### TASK BRIEF
Copy out all of the material below word for word, leaving out the pictures.

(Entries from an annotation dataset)
------------------------------------------------
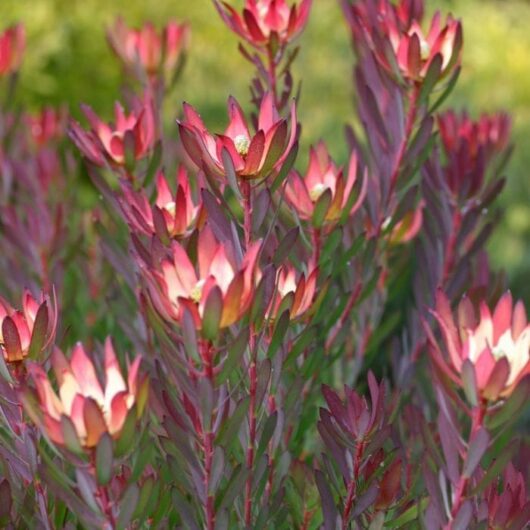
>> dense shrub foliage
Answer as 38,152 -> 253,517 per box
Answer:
0,0 -> 530,530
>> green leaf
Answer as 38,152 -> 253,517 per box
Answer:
28,302 -> 48,359
96,432 -> 113,486
221,147 -> 242,201
256,412 -> 278,460
114,404 -> 137,458
463,428 -> 490,478
61,414 -> 84,455
75,468 -> 101,513
311,188 -> 333,228
201,285 -> 223,341
216,328 -> 250,384
116,484 -> 140,530
267,310 -> 291,359
217,396 -> 250,448
270,142 -> 298,193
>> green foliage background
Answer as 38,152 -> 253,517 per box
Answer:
1,0 -> 530,300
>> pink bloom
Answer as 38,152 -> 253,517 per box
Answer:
438,111 -> 511,198
0,291 -> 57,362
108,18 -> 190,80
121,166 -> 202,238
285,142 -> 367,223
215,0 -> 312,48
485,463 -> 530,530
179,94 -> 292,179
431,291 -> 530,401
69,92 -> 156,166
0,24 -> 26,75
151,225 -> 261,329
30,339 -> 147,449
267,265 -> 318,320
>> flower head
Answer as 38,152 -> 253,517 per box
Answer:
485,463 -> 530,530
70,92 -> 156,166
438,111 -> 511,198
267,265 -> 318,320
28,339 -> 147,449
121,166 -> 202,238
389,13 -> 462,81
108,18 -> 190,80
148,225 -> 261,329
215,0 -> 312,49
0,24 -> 26,75
0,291 -> 57,362
179,94 -> 298,179
25,107 -> 66,147
431,291 -> 530,401
285,142 -> 367,223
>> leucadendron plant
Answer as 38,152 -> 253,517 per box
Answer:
0,0 -> 530,530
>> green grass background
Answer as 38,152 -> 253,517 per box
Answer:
4,0 -> 530,300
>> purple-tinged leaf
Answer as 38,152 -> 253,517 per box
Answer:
75,468 -> 101,513
2,316 -> 24,361
462,359 -> 478,407
463,428 -> 490,478
208,447 -> 225,495
96,432 -> 114,486
221,147 -> 242,201
311,188 -> 333,228
202,190 -> 232,242
352,484 -> 379,517
216,327 -> 250,385
272,227 -> 300,266
451,501 -> 473,530
116,484 -> 140,529
201,285 -> 223,341
0,479 -> 13,523
28,302 -> 49,359
216,464 -> 249,510
315,469 -> 340,530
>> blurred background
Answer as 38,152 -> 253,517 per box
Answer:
2,0 -> 530,296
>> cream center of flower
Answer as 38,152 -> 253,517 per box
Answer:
190,280 -> 206,304
234,134 -> 250,156
420,37 -> 431,61
309,182 -> 328,202
164,201 -> 177,216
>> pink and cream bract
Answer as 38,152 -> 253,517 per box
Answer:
120,166 -> 202,238
179,94 -> 298,179
29,339 -> 147,449
0,290 -> 57,362
215,0 -> 312,48
70,92 -> 156,166
431,291 -> 530,401
154,225 -> 261,329
285,142 -> 367,223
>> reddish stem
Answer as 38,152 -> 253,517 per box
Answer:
245,338 -> 258,528
267,44 -> 279,108
201,341 -> 215,530
241,180 -> 252,249
342,441 -> 365,530
444,403 -> 486,530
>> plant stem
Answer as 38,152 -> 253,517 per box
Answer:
444,403 -> 486,530
241,180 -> 252,249
245,329 -> 258,528
342,441 -> 365,530
200,341 -> 215,530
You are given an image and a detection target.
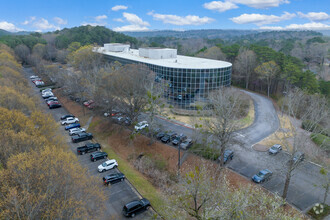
------------------------------------------------
### COMPLETE ANSWER
>> dense shrub foliage
Answer as 38,152 -> 253,517 per box
Answer:
0,0 -> 530,530
>> green leaf
Answer as 38,152 -> 253,517 per box
Answer:
28,302 -> 48,359
96,432 -> 113,486
221,147 -> 242,201
256,412 -> 278,460
114,404 -> 137,458
463,428 -> 490,478
61,414 -> 84,455
75,468 -> 101,513
311,188 -> 333,228
201,285 -> 223,341
216,328 -> 250,384
116,484 -> 140,530
267,310 -> 291,359
217,396 -> 250,448
270,142 -> 298,193
>> green foliage background
Answer as 38,152 -> 253,517 per box
Answer:
1,0 -> 530,300
>> pink bloom
Answer as 38,152 -> 253,517 per box
Answer:
438,111 -> 511,198
0,291 -> 57,362
108,18 -> 190,80
121,166 -> 202,238
285,142 -> 367,223
215,0 -> 312,48
485,463 -> 530,530
179,94 -> 292,179
431,291 -> 530,401
69,92 -> 156,166
0,24 -> 26,75
151,225 -> 261,329
30,339 -> 147,449
267,265 -> 318,320
>> flower head
Answer as 38,152 -> 253,517 per box
Answer:
485,463 -> 530,530
70,92 -> 156,166
438,111 -> 511,198
267,265 -> 318,320
28,339 -> 147,449
121,166 -> 202,238
389,13 -> 462,81
108,18 -> 190,80
148,225 -> 261,329
215,0 -> 312,49
0,24 -> 26,75
0,291 -> 57,362
179,94 -> 298,179
25,107 -> 66,147
431,291 -> 530,401
285,142 -> 367,223
>> leucadendron plant
Answer as 38,152 -> 253,517 per box
Answer:
0,0 -> 530,530
>> green grass background
Answer as 38,152 -> 253,517 per box
Answer:
4,0 -> 530,300
>> purple-tinged leaf
Answer as 38,152 -> 253,517 per box
Answer:
75,468 -> 101,513
2,316 -> 24,361
462,359 -> 478,407
463,428 -> 490,478
208,447 -> 225,495
96,432 -> 114,486
221,147 -> 242,201
311,188 -> 333,228
202,190 -> 232,242
352,484 -> 379,517
216,327 -> 250,385
272,227 -> 300,266
451,501 -> 473,530
116,484 -> 140,529
201,285 -> 223,341
0,479 -> 13,523
28,302 -> 49,359
216,464 -> 249,510
315,469 -> 340,530
>> blurred background
Answer as 38,152 -> 253,517 per box
Answer:
2,0 -> 530,296
>> cream center of flower
Answer as 38,152 -> 253,517 per box
Answer:
190,280 -> 206,304
234,134 -> 250,156
420,37 -> 431,61
309,182 -> 328,202
164,201 -> 177,216
>> pink and cream bract
Answer as 38,152 -> 253,517 per box
Answer:
120,166 -> 202,238
179,94 -> 298,179
29,339 -> 147,449
0,290 -> 57,362
215,0 -> 312,48
70,92 -> 156,166
431,291 -> 530,401
154,225 -> 261,329
285,142 -> 367,223
>> reddish stem
Answer as 38,152 -> 253,517 per box
Answer:
245,338 -> 258,528
267,44 -> 279,108
201,341 -> 215,530
241,180 -> 252,249
342,441 -> 365,530
444,403 -> 486,530
>> plant stem
Answer as 38,152 -> 253,517 per box
Answer:
444,403 -> 486,530
241,180 -> 252,249
245,329 -> 258,528
342,441 -> 365,530
200,341 -> 215,530
You are given an image and a detection target.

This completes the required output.